== Exercise aim ==
In the records below, find each line containing the word "black" and copy it.

[Collection entries]
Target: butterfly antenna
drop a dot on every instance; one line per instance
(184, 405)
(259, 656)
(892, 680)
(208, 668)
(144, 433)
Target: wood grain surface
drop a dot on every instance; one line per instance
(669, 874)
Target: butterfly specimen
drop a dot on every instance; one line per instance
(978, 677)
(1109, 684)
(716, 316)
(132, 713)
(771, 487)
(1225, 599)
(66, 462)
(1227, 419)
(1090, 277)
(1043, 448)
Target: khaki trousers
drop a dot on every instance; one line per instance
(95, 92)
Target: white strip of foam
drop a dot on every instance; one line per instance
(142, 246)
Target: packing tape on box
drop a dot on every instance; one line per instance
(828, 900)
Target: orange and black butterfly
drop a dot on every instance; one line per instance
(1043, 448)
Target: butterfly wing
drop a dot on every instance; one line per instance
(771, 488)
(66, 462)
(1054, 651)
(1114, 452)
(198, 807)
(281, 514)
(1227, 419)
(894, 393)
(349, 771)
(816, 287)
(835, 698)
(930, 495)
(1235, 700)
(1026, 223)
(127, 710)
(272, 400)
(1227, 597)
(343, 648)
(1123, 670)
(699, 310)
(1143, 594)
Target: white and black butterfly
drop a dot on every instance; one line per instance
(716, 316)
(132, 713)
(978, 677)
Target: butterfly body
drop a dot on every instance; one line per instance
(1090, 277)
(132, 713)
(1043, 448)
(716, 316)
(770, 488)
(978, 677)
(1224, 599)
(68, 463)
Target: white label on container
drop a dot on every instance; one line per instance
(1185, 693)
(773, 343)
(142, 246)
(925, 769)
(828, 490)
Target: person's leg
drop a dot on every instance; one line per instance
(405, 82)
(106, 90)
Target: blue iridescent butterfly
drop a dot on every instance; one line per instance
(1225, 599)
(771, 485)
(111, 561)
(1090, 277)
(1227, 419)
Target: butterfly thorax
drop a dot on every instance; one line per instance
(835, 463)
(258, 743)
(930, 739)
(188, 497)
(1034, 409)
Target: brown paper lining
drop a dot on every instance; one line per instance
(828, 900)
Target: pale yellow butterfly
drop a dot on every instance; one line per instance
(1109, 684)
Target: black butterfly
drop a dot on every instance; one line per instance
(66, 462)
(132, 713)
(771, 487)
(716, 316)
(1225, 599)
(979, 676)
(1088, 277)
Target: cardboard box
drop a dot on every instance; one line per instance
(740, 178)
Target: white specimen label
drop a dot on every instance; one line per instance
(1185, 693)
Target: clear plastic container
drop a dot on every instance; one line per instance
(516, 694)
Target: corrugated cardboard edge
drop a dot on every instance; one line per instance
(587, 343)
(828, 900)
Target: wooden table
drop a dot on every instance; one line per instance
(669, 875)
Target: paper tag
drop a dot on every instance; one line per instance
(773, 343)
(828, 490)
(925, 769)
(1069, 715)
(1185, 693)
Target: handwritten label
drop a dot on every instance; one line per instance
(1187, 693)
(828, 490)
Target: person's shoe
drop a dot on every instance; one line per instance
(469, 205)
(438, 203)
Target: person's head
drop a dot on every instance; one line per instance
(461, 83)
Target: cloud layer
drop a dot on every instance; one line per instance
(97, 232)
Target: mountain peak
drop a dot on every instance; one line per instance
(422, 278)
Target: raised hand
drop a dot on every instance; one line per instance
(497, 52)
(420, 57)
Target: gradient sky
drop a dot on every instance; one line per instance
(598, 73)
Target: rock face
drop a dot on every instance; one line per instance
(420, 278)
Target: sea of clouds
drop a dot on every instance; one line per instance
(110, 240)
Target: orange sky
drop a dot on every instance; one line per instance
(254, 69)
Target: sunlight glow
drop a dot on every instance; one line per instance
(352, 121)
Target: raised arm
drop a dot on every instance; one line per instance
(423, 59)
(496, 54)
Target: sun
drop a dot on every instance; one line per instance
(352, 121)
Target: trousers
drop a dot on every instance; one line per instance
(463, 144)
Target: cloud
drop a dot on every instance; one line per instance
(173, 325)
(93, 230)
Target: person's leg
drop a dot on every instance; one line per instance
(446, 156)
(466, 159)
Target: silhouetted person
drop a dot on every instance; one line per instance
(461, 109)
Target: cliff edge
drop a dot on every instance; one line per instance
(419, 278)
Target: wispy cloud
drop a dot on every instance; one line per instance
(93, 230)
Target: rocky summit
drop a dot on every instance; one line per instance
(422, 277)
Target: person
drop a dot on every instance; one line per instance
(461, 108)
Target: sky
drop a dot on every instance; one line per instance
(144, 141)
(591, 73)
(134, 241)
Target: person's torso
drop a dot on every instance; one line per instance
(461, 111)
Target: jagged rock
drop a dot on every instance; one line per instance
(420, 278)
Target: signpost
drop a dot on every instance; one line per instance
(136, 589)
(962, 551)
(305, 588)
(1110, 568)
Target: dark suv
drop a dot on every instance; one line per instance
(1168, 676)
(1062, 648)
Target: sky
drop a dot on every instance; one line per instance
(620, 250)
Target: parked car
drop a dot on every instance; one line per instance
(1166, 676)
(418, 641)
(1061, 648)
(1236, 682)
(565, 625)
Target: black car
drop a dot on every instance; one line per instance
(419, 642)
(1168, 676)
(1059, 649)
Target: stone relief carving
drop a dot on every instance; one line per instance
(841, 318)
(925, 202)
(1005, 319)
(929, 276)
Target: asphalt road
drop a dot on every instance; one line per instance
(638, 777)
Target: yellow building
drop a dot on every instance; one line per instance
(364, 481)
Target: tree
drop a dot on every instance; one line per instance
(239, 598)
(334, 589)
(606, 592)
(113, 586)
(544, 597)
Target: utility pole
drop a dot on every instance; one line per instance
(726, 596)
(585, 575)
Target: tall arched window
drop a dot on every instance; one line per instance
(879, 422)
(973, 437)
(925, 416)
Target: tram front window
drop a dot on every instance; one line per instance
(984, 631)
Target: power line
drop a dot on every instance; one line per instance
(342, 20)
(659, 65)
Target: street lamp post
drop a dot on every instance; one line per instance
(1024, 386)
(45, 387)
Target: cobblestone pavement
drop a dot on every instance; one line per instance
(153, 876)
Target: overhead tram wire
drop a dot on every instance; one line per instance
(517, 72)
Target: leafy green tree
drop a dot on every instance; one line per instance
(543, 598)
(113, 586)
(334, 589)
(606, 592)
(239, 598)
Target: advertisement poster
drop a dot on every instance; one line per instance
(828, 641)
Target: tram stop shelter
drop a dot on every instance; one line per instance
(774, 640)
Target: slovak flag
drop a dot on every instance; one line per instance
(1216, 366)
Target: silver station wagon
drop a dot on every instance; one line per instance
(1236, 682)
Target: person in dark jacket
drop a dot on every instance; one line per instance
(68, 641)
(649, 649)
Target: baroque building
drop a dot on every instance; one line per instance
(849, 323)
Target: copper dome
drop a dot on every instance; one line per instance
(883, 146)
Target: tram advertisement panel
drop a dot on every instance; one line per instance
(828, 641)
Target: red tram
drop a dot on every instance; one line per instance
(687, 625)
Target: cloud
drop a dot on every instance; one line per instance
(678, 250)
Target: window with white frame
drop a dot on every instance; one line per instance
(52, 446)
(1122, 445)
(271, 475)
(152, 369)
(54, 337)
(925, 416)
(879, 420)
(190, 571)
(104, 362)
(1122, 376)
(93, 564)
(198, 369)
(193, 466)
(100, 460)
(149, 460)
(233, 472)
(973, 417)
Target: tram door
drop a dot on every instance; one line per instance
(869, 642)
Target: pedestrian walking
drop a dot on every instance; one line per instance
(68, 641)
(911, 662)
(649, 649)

== Answer box ==
Target: orange and black butterfly
Target: white and black butterfly
Target: black butterfly
Target: black car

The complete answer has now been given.